(Directions for this task): Format the data below as a JSON list of strings, starting at the line with "Target: single-story house" and ending with the line with "(1162, 851)", both included. Use one string per line and skip blank lines.

(Data excerpts):
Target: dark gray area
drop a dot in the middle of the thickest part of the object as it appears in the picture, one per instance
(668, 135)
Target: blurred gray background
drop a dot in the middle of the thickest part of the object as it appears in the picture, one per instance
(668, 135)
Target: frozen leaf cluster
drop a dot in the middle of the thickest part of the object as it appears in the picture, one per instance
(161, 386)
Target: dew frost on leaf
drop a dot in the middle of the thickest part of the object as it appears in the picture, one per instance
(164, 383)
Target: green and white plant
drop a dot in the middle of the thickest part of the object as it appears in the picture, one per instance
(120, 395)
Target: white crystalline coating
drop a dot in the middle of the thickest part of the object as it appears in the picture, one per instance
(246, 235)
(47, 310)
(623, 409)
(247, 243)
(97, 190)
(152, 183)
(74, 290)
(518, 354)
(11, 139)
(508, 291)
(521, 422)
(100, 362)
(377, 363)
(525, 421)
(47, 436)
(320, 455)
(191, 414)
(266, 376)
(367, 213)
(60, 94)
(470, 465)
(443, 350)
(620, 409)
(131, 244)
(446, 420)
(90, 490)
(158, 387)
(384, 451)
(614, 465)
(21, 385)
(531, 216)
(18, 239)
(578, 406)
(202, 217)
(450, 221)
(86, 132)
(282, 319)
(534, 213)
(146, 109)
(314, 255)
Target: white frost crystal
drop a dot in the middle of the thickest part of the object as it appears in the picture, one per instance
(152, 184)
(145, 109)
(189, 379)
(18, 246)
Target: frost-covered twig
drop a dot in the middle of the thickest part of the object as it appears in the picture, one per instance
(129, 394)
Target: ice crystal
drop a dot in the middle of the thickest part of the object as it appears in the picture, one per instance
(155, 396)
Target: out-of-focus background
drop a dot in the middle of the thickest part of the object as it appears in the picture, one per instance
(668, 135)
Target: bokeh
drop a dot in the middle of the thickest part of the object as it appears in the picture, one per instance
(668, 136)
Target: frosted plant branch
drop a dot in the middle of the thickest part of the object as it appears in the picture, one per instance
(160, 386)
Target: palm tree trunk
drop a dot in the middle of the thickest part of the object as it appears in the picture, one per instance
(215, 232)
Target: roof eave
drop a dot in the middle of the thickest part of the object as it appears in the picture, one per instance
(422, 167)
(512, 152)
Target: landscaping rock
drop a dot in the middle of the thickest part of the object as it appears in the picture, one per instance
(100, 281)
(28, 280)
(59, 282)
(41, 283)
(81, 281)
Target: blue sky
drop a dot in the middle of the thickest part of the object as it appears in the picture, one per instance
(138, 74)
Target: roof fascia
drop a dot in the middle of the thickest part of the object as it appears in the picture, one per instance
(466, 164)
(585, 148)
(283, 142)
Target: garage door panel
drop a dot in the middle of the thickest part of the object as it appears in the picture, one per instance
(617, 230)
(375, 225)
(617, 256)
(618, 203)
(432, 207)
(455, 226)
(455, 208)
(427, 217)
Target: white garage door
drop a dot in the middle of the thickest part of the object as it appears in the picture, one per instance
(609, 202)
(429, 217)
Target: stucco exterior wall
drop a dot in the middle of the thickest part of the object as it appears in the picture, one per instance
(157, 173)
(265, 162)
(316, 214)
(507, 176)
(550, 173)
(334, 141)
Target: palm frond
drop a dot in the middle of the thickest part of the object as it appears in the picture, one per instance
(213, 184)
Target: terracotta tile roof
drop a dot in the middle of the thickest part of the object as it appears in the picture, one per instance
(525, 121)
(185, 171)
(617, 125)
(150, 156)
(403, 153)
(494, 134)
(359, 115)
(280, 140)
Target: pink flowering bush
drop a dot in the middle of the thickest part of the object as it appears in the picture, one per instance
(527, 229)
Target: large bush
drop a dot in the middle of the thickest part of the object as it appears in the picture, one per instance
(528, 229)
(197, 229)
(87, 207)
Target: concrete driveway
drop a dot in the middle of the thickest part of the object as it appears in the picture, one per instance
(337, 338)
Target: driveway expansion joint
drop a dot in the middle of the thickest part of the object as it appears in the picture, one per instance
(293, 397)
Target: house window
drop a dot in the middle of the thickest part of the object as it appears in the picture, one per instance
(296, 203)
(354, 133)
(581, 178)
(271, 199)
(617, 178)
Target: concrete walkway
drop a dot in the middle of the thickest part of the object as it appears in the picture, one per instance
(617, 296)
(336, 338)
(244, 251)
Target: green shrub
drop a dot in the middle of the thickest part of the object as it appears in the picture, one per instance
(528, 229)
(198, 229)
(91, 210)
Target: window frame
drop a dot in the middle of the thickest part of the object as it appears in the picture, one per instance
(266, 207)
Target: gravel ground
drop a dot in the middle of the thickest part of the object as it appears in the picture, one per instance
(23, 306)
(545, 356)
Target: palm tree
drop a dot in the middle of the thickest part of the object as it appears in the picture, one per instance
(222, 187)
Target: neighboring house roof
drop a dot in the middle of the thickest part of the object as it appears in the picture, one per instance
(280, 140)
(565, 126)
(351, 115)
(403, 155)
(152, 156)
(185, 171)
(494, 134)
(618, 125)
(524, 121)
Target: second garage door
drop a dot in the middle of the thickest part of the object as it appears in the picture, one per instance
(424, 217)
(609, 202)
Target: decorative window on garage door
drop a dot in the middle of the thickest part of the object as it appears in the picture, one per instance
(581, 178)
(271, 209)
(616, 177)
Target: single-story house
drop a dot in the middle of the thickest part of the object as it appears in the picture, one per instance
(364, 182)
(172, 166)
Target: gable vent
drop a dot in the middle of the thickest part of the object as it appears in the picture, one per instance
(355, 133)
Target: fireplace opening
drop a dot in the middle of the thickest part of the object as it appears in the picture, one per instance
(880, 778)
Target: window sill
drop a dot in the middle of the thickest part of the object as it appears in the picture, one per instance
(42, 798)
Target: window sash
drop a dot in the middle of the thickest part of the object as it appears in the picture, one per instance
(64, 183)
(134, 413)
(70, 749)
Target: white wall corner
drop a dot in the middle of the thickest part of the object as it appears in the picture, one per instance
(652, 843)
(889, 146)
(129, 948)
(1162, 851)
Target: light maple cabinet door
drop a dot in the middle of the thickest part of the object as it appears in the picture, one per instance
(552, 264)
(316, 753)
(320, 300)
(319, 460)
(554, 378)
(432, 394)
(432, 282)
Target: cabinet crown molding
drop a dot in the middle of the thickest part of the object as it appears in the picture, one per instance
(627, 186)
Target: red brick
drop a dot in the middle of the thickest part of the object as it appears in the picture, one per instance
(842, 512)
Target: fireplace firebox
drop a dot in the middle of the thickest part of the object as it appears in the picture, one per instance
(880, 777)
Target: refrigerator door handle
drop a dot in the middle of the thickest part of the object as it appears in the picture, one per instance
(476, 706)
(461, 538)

(Correct result):
[
  "Target: single-story house",
  "drop a dot in the middle of the thickest part of the object as it appears in the picture, one per instance",
  "(364, 182)",
  "(172, 166)",
  "Target: gable vent",
  "drop a dot in the middle of the thickest part of the object as it appears in the picture, one per instance",
  "(355, 133)",
  "Target: fireplace opening",
  "drop a dot in the middle of the thickest part of the object as it appears in the picture, one per instance",
  "(880, 778)",
  "Target: window sill",
  "drop a dot in the middle of the thickest part of the object as it appears in the picture, one per instance",
  "(42, 798)",
  "Target: window sash",
  "drop a dot in the middle of the thickest part of the object as it appears in the picture, one per instance",
  "(64, 183)",
  "(134, 413)",
  "(70, 749)",
  "Target: white wall corner",
  "drop a dot in the middle of the thickest part of the object as it appears in the picture, one per instance",
  "(652, 843)",
  "(889, 146)",
  "(129, 948)",
  "(1162, 851)"
]